**Stated exercise:**
Scale the entries below by writing out every line again, wording and all, with each point coordinate multiplied by 1.4 and rounded to a whole number (halves round up). Leave the pictures out of your answer.

**Raw data:**
--- --- ---
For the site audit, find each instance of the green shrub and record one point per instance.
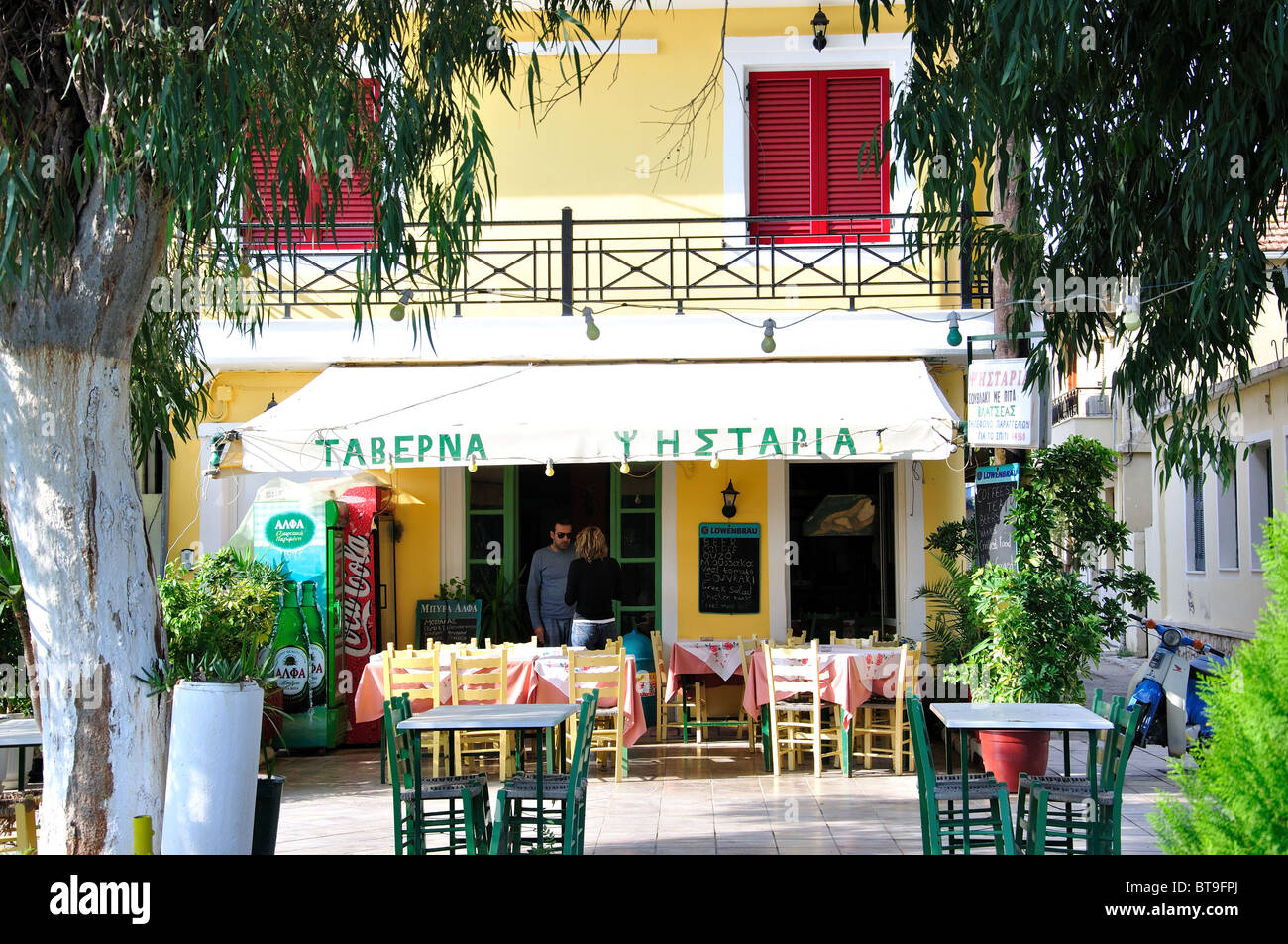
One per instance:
(1234, 800)
(951, 622)
(219, 617)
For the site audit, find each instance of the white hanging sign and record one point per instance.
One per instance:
(999, 410)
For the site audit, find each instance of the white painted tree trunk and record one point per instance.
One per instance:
(69, 492)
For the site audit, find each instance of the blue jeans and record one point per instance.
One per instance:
(557, 630)
(591, 635)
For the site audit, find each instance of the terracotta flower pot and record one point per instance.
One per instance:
(1009, 754)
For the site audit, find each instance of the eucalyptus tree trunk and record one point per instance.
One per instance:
--- --- ---
**Response for this exercise:**
For the site audit, find each instance of the green shrub and record one point per instance.
One per instance:
(1728, 1120)
(1331, 871)
(307, 864)
For the site audit, find each instance of the white hanging sign and record one point per instance.
One per instance:
(1399, 574)
For the site audit, find each instance of the white painted tree trunk and record one point per instance.
One per instance:
(97, 689)
For the site audit, find each instance of the blue jeans and record one point per instance.
One per instance:
(780, 882)
(827, 889)
For the site audit, find each instance of the terracotta flower pot and record one point per instance.
One per instance:
(1413, 1056)
For the site audit, find each instance of the eucalyptus tree trunk and record one point per instance.
One per instance:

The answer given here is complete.